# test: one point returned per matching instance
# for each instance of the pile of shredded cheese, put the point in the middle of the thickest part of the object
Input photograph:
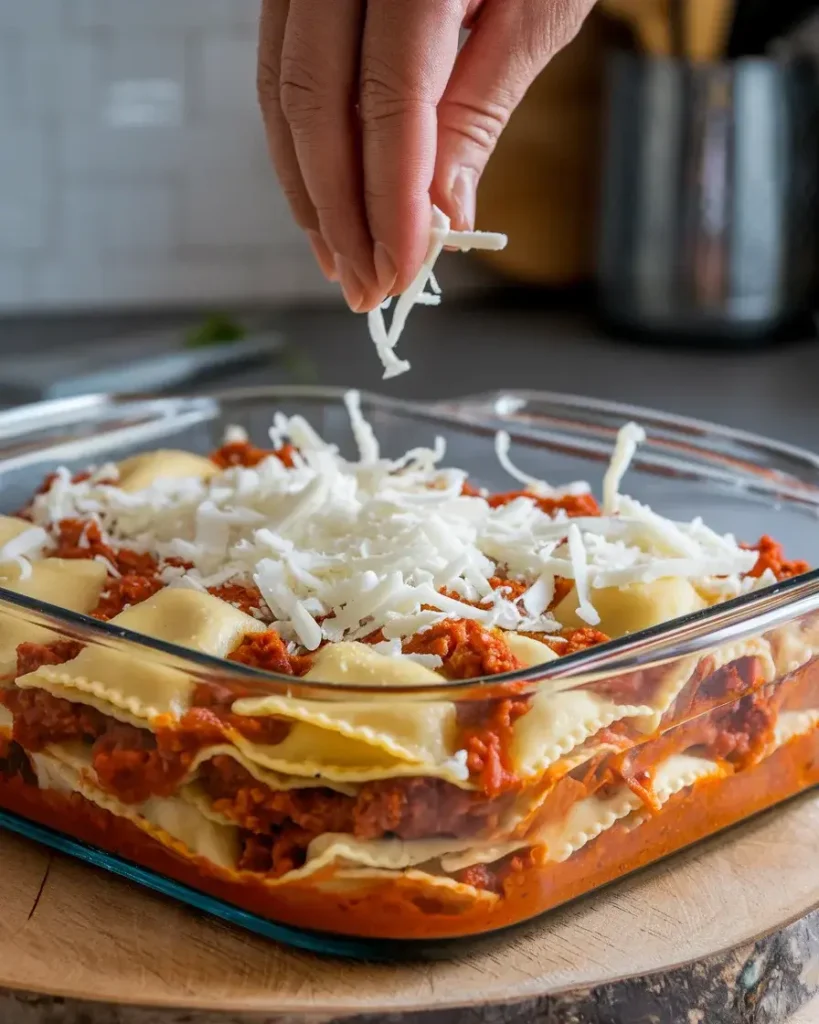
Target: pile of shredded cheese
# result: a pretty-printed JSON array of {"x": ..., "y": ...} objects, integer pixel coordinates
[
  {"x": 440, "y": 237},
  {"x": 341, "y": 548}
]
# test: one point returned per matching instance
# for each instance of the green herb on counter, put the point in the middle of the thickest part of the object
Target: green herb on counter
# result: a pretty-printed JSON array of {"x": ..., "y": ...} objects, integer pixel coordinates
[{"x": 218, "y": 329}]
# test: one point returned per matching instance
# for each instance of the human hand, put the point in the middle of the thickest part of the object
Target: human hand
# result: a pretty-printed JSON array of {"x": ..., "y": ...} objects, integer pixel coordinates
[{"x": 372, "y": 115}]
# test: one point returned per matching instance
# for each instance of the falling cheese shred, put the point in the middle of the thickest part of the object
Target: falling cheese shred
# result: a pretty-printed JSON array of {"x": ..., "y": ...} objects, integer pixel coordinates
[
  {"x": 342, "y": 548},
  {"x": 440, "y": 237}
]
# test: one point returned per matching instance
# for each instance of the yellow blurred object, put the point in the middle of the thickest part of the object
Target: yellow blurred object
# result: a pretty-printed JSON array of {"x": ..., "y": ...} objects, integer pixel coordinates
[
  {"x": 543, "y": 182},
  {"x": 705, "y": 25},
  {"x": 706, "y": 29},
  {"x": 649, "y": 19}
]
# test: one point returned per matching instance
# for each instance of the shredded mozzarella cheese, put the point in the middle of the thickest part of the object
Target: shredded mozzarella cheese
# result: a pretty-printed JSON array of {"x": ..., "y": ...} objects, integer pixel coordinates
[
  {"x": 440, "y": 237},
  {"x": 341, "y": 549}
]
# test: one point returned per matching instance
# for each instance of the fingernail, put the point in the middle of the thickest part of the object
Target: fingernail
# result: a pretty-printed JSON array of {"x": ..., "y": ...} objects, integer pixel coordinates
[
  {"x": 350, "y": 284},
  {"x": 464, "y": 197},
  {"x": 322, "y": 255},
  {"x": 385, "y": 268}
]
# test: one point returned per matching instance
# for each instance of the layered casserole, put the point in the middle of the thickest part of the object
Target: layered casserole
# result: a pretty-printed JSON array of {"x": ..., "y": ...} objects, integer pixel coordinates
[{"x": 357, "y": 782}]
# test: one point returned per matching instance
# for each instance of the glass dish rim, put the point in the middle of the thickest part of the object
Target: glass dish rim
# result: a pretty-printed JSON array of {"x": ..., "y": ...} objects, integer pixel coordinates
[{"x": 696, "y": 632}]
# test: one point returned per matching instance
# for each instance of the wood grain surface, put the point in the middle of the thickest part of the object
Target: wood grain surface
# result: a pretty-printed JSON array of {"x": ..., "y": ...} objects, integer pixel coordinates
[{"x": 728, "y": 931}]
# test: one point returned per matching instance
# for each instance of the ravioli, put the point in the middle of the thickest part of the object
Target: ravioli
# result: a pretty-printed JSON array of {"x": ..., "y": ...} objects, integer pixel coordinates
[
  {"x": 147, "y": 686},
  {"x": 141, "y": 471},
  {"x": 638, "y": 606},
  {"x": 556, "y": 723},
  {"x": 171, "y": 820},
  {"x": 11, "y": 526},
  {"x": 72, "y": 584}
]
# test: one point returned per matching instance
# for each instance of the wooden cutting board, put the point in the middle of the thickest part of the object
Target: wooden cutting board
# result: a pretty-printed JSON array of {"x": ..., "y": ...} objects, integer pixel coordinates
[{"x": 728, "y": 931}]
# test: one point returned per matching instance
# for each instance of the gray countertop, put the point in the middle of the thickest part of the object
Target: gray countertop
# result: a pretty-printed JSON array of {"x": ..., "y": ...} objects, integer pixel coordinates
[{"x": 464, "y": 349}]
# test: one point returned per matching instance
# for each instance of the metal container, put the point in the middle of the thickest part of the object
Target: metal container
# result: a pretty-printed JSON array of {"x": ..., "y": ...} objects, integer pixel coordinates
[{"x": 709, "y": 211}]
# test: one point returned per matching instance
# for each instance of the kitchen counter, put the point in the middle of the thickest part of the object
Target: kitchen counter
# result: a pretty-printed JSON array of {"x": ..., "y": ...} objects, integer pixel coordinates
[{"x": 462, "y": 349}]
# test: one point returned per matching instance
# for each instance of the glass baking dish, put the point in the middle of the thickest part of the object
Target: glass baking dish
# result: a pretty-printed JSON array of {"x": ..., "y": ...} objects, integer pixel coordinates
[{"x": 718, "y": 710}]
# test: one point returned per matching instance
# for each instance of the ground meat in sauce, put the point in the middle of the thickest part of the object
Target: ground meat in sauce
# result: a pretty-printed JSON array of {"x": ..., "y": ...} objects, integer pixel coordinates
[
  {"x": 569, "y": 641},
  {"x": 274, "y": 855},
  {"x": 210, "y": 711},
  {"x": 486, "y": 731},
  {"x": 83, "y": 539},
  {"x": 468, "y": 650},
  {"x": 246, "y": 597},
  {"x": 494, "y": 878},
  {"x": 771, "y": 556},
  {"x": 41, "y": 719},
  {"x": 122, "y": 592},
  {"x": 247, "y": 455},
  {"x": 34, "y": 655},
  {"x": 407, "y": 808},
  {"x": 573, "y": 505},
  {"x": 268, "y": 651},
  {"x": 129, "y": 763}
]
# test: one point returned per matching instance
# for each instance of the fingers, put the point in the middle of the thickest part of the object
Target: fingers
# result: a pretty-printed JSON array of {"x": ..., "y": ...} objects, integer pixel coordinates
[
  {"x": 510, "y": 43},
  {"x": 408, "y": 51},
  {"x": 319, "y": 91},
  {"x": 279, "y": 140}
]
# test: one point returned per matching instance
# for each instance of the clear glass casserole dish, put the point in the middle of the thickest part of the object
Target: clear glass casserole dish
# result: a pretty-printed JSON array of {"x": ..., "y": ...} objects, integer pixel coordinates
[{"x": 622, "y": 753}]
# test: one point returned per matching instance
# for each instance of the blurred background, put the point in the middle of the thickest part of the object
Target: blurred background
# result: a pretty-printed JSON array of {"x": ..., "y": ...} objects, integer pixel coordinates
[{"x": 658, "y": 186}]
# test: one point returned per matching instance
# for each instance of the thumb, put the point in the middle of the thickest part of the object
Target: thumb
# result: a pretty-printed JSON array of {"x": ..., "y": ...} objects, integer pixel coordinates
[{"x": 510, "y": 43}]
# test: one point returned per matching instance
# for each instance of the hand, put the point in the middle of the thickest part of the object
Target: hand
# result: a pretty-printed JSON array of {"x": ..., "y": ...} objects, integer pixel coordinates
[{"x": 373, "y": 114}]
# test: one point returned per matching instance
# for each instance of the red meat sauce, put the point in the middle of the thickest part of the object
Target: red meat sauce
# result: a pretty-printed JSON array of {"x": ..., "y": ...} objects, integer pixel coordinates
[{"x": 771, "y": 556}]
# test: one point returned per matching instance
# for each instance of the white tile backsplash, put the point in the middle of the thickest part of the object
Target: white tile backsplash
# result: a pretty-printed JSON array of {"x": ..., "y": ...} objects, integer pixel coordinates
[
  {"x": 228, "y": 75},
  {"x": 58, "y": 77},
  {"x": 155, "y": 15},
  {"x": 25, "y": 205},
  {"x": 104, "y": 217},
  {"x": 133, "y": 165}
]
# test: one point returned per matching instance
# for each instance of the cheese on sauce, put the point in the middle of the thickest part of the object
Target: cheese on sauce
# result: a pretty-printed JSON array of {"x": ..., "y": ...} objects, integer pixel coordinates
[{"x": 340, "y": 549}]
◆ ◆ ◆ ◆
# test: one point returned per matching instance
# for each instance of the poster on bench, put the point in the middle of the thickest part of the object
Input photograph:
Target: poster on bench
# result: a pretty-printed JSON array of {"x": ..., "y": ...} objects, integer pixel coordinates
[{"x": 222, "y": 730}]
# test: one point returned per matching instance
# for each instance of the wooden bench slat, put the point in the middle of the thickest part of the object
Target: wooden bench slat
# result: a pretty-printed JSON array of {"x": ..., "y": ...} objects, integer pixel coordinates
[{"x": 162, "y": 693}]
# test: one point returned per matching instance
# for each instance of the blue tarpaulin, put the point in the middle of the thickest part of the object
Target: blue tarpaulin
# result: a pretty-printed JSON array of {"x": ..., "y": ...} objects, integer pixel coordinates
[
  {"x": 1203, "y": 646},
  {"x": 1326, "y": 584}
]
◆ ◆ ◆ ◆
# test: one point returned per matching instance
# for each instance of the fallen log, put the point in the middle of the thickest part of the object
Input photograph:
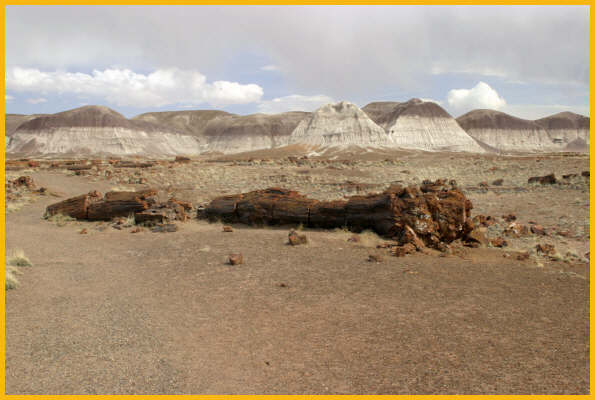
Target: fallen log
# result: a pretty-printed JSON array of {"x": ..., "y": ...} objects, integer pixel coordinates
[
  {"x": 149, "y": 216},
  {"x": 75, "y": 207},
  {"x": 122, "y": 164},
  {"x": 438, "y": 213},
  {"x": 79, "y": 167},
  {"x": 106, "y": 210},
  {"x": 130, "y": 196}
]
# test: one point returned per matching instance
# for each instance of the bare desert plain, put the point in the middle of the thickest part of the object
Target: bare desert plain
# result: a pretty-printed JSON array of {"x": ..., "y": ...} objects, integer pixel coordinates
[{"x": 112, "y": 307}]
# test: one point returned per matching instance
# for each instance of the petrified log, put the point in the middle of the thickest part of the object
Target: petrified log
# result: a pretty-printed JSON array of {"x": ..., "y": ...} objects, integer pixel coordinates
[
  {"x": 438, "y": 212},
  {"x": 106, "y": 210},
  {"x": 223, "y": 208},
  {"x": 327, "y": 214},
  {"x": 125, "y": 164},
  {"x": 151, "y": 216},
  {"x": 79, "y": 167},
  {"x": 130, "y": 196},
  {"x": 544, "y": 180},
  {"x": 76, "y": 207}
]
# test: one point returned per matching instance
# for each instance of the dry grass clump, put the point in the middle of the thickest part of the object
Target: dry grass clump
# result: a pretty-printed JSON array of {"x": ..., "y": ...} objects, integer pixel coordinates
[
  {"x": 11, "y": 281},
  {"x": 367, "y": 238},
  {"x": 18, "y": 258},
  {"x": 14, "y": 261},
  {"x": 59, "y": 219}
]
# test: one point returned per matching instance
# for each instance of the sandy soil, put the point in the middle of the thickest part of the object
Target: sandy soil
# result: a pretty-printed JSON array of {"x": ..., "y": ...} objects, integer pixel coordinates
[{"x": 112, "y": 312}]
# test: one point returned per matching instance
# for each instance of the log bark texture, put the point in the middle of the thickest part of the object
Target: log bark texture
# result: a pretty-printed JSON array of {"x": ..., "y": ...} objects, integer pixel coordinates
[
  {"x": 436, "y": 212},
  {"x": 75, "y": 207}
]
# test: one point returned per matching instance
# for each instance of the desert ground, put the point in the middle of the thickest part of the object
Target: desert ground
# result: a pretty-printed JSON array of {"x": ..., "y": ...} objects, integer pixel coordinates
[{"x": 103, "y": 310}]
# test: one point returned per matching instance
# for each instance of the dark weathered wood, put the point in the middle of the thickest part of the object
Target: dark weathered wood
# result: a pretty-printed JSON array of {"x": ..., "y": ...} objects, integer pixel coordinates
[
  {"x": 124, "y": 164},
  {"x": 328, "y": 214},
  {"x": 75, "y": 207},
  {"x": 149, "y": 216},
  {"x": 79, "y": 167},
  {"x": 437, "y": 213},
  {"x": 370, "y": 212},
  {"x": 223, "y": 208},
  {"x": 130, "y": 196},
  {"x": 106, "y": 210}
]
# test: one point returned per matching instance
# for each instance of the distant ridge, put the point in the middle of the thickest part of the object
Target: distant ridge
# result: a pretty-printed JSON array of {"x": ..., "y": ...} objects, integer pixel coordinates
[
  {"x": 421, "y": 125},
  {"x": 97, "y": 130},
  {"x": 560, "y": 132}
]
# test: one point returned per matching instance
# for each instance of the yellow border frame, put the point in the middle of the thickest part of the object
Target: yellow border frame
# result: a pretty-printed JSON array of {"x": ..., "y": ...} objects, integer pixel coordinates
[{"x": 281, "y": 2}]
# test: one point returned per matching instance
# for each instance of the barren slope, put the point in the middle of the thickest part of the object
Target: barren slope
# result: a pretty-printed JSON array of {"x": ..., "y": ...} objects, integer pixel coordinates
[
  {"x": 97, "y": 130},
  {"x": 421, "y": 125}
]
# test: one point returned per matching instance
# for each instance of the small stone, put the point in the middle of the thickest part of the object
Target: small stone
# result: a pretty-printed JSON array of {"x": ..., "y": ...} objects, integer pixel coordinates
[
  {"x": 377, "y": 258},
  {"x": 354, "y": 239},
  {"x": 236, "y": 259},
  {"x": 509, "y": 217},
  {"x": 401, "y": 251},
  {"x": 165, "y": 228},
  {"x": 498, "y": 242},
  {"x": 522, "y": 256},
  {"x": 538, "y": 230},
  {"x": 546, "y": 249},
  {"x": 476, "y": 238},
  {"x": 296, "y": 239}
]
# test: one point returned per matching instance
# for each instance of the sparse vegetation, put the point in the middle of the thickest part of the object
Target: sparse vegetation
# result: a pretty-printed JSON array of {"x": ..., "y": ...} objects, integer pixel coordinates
◆ ◆ ◆ ◆
## [What you will do]
Would you output, from the records above, exactly the run of lines that starts at the line containing "# for each instance of the wooden bench" and ends at the line containing "Target: blue tarpaulin", and only that run?

## [Answer section]
# for each instance of the wooden bench slat, put the point in the middle of the thickest part of the object
Target: wooden bench slat
# result: a pretty-printed JSON array of {"x": ..., "y": ...} objects, integer pixel coordinates
[{"x": 162, "y": 693}]
# test: one point returned per matching instance
# for each instance of the blue tarpaulin, put the point in the middle of the thickest part of the object
Target: blue tarpaulin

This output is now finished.